◆ Directive
Express the lines below as a Markdown table with two columns, "Row" for the row number and "Line" for the line itself, leaving out any blank lines.

---------- Information given

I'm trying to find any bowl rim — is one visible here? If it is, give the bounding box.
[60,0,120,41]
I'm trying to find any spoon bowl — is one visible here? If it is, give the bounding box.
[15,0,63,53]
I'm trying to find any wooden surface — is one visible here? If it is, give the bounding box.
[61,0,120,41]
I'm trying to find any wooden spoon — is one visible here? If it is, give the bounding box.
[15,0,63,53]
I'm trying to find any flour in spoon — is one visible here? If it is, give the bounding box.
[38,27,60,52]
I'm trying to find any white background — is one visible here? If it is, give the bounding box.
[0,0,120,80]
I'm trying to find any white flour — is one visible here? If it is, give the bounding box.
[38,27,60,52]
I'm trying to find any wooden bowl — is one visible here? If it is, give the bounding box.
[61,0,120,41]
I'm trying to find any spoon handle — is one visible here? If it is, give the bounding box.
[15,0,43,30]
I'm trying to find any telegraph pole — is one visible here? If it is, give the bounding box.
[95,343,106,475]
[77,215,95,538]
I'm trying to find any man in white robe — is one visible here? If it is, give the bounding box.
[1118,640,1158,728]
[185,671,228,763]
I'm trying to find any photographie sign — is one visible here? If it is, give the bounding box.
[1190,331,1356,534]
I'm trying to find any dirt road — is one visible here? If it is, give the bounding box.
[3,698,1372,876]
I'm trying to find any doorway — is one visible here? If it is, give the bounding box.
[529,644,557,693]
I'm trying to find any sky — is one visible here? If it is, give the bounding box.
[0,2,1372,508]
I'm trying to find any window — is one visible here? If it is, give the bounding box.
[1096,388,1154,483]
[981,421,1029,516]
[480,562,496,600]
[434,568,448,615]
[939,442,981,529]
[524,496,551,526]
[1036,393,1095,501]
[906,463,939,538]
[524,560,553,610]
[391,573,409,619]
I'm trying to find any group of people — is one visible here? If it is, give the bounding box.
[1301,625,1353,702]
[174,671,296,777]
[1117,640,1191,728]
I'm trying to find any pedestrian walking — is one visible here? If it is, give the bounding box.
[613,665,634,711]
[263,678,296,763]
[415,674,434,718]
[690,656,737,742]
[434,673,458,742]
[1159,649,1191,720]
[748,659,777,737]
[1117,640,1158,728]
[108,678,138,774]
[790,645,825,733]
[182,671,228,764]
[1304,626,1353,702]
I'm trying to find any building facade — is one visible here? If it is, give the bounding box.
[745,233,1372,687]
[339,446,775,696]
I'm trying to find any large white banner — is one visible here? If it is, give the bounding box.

--------------------

◆ Response to this exercise
| Row | Line |
|---|---|
| 1 | I'm trying to find any bowl rim — is one visible here? If it is, give the bounding box. |
| 2 | [60,0,120,41] |
| 3 | I'm trying to find any spoon bowl — is one visible here? If it is, give the bounding box. |
| 4 | [15,0,63,53] |
| 5 | I'm trying to find any wooden surface — is one visible here? If it is, give the bounding box. |
| 6 | [61,0,120,41] |
| 7 | I'm trying to find any wooden spoon — is one visible here? If it is, give the bounding box. |
| 8 | [15,0,63,53] |
| 9 | I'm trying to find any flour in spoon — is one visible here? If it is, give the bounding box. |
| 10 | [38,27,60,52] |
| 11 | I'm trying to find any white background — is one visible here? If it is, give the bounding box. |
| 12 | [0,0,120,80] |
| 13 | I'm trying to find any white flour — is one visible here? If it is, give the bounding box. |
| 14 | [38,27,60,52] |
| 15 | I'm trying to find any wooden bowl — is one visible here? If it is, give the bounding box. |
| 16 | [61,0,120,41] |
| 17 | I'm trying to find any spoon handle — is one visible here? If it is, give the bounding box. |
| 18 | [15,0,43,30] |
| 19 | I'm trying to find any telegraph pole — is one visible here? If it is, give the bounding box. |
| 20 | [95,343,106,475] |
| 21 | [77,215,95,538] |
| 22 | I'm trying to find any man in white robe — is one visible here? If it is, give the bounding box. |
| 23 | [1118,640,1158,728] |
| 24 | [185,671,228,763] |
| 25 | I'm trying to find any photographie sign — is one visible here? If it is, give the bounding box. |
| 26 | [1190,331,1356,534] |
| 27 | I'm trying to find any dirt road — is one visible here? If it is, give the bounding box. |
| 28 | [3,698,1372,876] |
| 29 | I'm trying to find any doorway — is one visible here? If it is, give the bounding box. |
| 30 | [529,644,557,693] |
| 31 | I'm trying to find any sky — is one visible here? If it is, give the bounding box. |
| 32 | [0,2,1372,508] |
| 33 | I'm trying to find any window — is one visible here? If it is, give the bounding box. |
| 34 | [1096,388,1154,483] |
| 35 | [981,421,1029,516] |
| 36 | [480,562,496,600] |
| 37 | [434,568,448,615] |
| 38 | [939,442,981,529] |
| 39 | [524,496,551,526] |
| 40 | [1036,393,1095,501] |
| 41 | [906,463,939,538] |
| 42 | [524,560,553,610] |
| 43 | [391,573,409,619] |
| 44 | I'm trying to find any group of people — is one visible here? If it is, give the bounding box. |
| 45 | [1301,625,1353,702] |
| 46 | [174,671,296,777] |
| 47 | [1117,640,1191,728] |
| 48 | I'm trying to find any pedestrian walking — is one visible here? If it is, give the bounding box. |
| 49 | [613,665,634,711] |
| 50 | [263,678,296,763] |
| 51 | [415,674,434,718] |
| 52 | [690,656,737,742] |
| 53 | [434,673,458,742] |
| 54 | [1159,649,1191,720] |
| 55 | [748,659,777,737] |
| 56 | [1117,640,1158,728] |
| 57 | [108,678,138,774] |
| 58 | [790,645,825,733] |
| 59 | [182,671,228,764] |
| 60 | [1304,626,1353,702] |
| 61 | I'm trying to find any building facade — is one visible here? If it is, give the bounding box. |
| 62 | [745,233,1372,687] |
| 63 | [339,446,775,696] |
| 64 | I'm trying to find any large white banner — is one visible here? If it is, give the bounding box. |